(THE EXERCISE): Write out the entire listing below exactly as it appears, minus any pictures.

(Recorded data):
┄┄┄┄┄┄┄┄┄┄

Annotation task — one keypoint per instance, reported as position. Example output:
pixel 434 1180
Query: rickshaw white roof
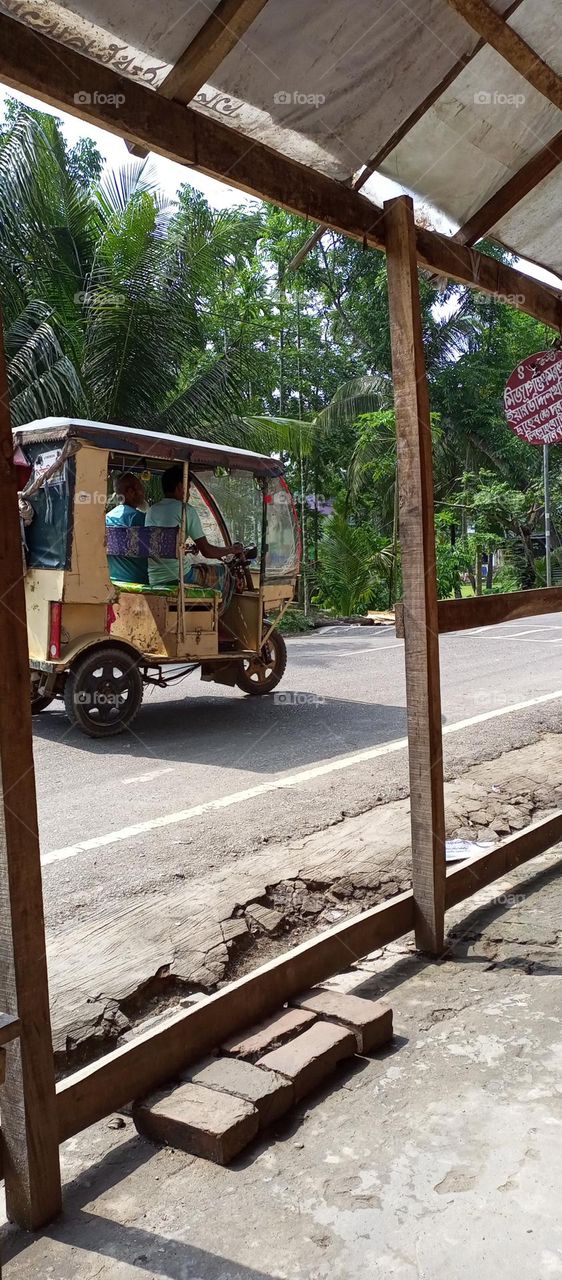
pixel 146 444
pixel 345 87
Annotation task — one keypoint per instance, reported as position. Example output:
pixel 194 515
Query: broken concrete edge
pixel 109 1020
pixel 220 1104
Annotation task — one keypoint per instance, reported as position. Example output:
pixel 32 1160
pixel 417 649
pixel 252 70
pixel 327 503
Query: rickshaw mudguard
pixel 95 639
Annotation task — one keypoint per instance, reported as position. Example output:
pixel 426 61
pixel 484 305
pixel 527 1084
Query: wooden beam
pixel 210 46
pixel 419 575
pixel 27 1098
pixel 470 877
pixel 9 1028
pixel 155 1056
pixel 62 77
pixel 488 611
pixel 496 32
pixel 512 192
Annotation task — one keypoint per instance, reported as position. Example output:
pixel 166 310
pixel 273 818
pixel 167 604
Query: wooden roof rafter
pixel 511 46
pixel 400 132
pixel 223 30
pixel 204 54
pixel 515 190
pixel 32 63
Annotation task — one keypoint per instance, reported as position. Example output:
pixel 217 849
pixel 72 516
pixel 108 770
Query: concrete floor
pixel 439 1159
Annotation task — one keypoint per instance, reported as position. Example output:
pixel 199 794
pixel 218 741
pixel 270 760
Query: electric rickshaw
pixel 95 641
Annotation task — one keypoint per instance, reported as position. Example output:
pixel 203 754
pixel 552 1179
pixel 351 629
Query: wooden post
pixel 27 1100
pixel 417 544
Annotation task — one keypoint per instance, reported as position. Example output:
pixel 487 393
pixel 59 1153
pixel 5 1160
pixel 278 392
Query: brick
pixel 199 1120
pixel 270 1093
pixel 265 917
pixel 370 1020
pixel 309 1059
pixel 269 1034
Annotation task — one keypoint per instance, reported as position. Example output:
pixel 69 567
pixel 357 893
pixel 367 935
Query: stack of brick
pixel 220 1105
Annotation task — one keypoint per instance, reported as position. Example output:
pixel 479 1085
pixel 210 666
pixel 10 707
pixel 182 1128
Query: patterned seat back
pixel 144 543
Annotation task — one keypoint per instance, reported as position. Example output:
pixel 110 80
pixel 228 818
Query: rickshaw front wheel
pixel 103 691
pixel 261 675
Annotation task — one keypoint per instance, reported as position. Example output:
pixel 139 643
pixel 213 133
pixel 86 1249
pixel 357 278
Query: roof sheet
pixel 150 444
pixel 338 85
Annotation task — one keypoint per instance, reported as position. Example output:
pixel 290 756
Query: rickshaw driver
pixel 167 513
pixel 128 488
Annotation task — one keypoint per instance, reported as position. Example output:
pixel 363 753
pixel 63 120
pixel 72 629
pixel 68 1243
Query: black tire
pixel 103 691
pixel 40 704
pixel 261 676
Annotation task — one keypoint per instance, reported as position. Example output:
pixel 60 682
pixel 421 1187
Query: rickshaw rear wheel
pixel 40 704
pixel 103 691
pixel 263 675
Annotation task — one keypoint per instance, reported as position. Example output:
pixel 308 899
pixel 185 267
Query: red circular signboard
pixel 533 398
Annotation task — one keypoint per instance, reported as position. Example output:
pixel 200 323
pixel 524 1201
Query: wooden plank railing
pixel 487 611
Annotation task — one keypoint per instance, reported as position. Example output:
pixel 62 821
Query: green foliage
pixel 506 579
pixel 295 621
pixel 353 567
pixel 123 305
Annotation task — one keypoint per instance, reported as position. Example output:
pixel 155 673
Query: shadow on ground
pixel 254 734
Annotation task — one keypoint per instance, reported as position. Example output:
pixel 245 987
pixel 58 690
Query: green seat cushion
pixel 196 593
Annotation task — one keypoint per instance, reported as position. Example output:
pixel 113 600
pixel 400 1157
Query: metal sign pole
pixel 547 513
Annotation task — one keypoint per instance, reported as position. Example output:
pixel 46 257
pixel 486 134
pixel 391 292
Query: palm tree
pixel 108 291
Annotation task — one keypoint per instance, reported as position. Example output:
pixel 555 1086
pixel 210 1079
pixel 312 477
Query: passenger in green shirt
pixel 129 492
pixel 167 513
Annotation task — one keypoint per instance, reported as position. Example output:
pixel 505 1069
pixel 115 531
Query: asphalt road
pixel 208 773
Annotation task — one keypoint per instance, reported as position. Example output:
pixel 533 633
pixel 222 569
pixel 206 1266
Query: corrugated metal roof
pixel 147 444
pixel 338 85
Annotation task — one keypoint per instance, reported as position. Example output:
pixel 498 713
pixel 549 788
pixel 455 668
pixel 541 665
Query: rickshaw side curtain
pixel 48 536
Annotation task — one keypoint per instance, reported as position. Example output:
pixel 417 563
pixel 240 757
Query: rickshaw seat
pixel 196 593
pixel 142 543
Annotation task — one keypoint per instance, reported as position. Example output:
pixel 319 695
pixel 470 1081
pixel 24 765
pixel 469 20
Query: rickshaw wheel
pixel 263 675
pixel 40 704
pixel 103 691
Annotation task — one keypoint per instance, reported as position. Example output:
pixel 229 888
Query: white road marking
pixel 146 777
pixel 292 780
pixel 351 653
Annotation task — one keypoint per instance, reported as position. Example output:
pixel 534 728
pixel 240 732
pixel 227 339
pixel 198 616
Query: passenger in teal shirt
pixel 168 515
pixel 127 568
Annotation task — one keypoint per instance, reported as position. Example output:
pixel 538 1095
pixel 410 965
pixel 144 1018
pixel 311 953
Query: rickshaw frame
pixel 73 608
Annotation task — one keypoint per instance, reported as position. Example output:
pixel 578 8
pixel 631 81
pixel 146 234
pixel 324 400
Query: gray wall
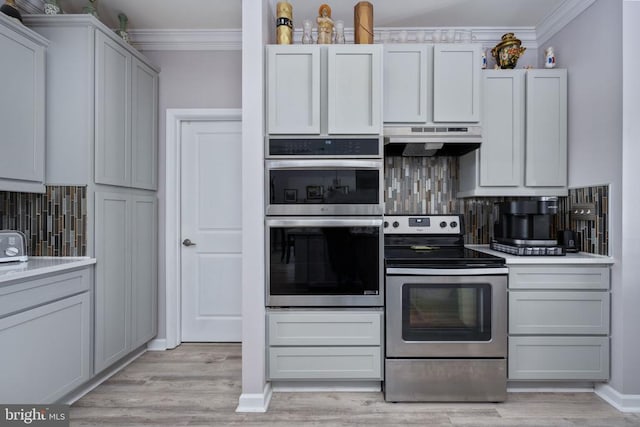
pixel 190 79
pixel 590 47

┄┄┄┄┄┄┄┄┄┄

(RESPONSE):
Annotation task — one keypoint per instance, reported as position. Example output:
pixel 434 1180
Query: rickshaw white roof
pixel 146 444
pixel 345 87
Annotation task — one keypoint per instance, reported as position. Example output:
pixel 194 515
Query: broken concrete edge
pixel 109 1020
pixel 220 1104
Annotation task — one keypoint per instance, reported as position. Example output:
pixel 32 1160
pixel 417 649
pixel 252 70
pixel 327 503
Query: rickshaw mudguard
pixel 95 639
Annotation task — one keypoint per instance, reported as position. Example output:
pixel 426 61
pixel 484 305
pixel 527 1084
Query: wooden beam
pixel 210 46
pixel 419 575
pixel 27 1098
pixel 470 877
pixel 9 1028
pixel 155 1056
pixel 62 77
pixel 488 611
pixel 496 32
pixel 512 192
Annotation task — one keypoint per instance, reported as position. Example output:
pixel 166 310
pixel 273 818
pixel 167 604
Query: wooden roof rafter
pixel 511 46
pixel 400 132
pixel 223 30
pixel 204 54
pixel 515 190
pixel 32 63
Annotation task — one keypoint per instance, reported as position. Example output:
pixel 217 849
pixel 72 516
pixel 108 770
Query: concrete floor
pixel 439 1159
Annotation task — one keypoint per instance, reported as position. Example output:
pixel 199 794
pixel 218 741
pixel 270 760
Query: electric rickshaw
pixel 95 641
Annotation task — one keypoint per instance, reported as position. Example output:
pixel 203 754
pixel 552 1179
pixel 351 629
Query: wooden post
pixel 27 1100
pixel 417 544
Annotation task — one keypoint per instance, reported as position. Example output:
pixel 487 393
pixel 59 1153
pixel 5 1160
pixel 278 392
Query: brick
pixel 199 1120
pixel 270 1093
pixel 265 917
pixel 370 1020
pixel 309 1059
pixel 269 1034
Annotation task — one keypoint per instance, reported as position. Example output:
pixel 69 567
pixel 357 893
pixel 367 935
Query: stack of brick
pixel 220 1105
Annotation task — one keypoint per instance, reported as position. Example output:
pixel 479 1085
pixel 210 666
pixel 10 707
pixel 182 1128
Query: patterned seat back
pixel 144 543
Annotation task — one keypoint per instance, reported as position. Example output:
pixel 110 80
pixel 228 818
Query: rickshaw front wheel
pixel 103 691
pixel 261 675
Annotation task — one keypoint per instance, reported as position. Example output:
pixel 139 643
pixel 213 133
pixel 86 1249
pixel 357 278
Query: roof sheet
pixel 150 444
pixel 338 85
Annotation task — one keypoint per instance, reported as position. Example output:
pixel 290 756
Query: rickshaw driver
pixel 167 513
pixel 128 488
Annotation task — one keypoint per instance, reported as position. Example output:
pixel 363 753
pixel 63 120
pixel 72 629
pixel 68 1243
Query: black tire
pixel 103 691
pixel 40 704
pixel 261 676
Annotation task — one keypoint per instance, reported as position. Example output:
pixel 60 682
pixel 421 1187
Query: rickshaw rear wheel
pixel 40 704
pixel 103 691
pixel 263 675
Annotation task — one keypoint per instance, reported as position. Example output:
pixel 308 899
pixel 185 267
Query: red circular signboard
pixel 533 398
Annotation task — one keypoint per instance, reported as position. Example output:
pixel 200 323
pixel 524 1201
Query: wooden plank railing
pixel 487 611
Annotation task — one keypoint per instance, reported as position. Example output:
pixel 62 821
Query: green foliage
pixel 506 579
pixel 295 621
pixel 353 567
pixel 123 305
Annotation task — one keypoint per instance, reported as position. Example output:
pixel 155 673
Query: shadow on ground
pixel 254 734
Annotation task — one keypoint per instance, reported as position. Example output:
pixel 245 987
pixel 58 690
Query: green seat cushion
pixel 196 593
Annotation task — one keypoint per instance, reported as position. Example output:
pixel 113 600
pixel 400 1157
Query: metal sign pole
pixel 547 513
Annotation task — one keypoint per instance, reported as position. Example output:
pixel 46 257
pixel 486 134
pixel 391 292
Query: palm tree
pixel 108 291
Annotation task — one keypoint per instance, reported as position. Example output:
pixel 555 1086
pixel 210 1079
pixel 312 477
Query: passenger in green shirt
pixel 129 492
pixel 167 513
Annotation task — one keypoint per instance, reported as position. Example output:
pixel 505 1069
pixel 115 531
Query: asphalt road
pixel 208 773
Annotation task — one keypoint per instance, reported as position. Example output:
pixel 533 633
pixel 222 569
pixel 206 1266
Query: corrugated metal roof
pixel 147 444
pixel 338 85
Annotation task — one keypoint per instance, reported as position. Example output:
pixel 498 713
pixel 549 788
pixel 455 668
pixel 541 665
Query: rickshaw side curtain
pixel 48 536
Annotation task — one keypoint per instance, reported as position. Example output:
pixel 417 563
pixel 240 757
Query: rickshaw seat
pixel 196 593
pixel 142 543
Annotation task — one keypoint per instance, reported as position. Example output:
pixel 319 695
pixel 470 1081
pixel 24 765
pixel 469 20
Query: rickshaw wheel
pixel 263 675
pixel 40 704
pixel 103 691
Annotation task — one keypoint per instance, reported as position. Example output:
pixel 229 888
Query: white road marking
pixel 146 777
pixel 292 780
pixel 351 653
Annotation task — one keypoint per instance, reported as position. Example output:
pixel 534 728
pixel 240 732
pixel 227 339
pixel 198 616
Query: passenger in teal shirt
pixel 168 515
pixel 127 568
Annotation task — one keypoint per instance, reported as position. Example output:
pixel 538 1095
pixel 410 965
pixel 144 1018
pixel 311 953
Query: rickshaw frame
pixel 73 608
Annotation task — one keypoint per instance, reported as position. Example output:
pixel 578 8
pixel 631 81
pixel 146 234
pixel 324 400
Query: gray wall
pixel 190 79
pixel 590 47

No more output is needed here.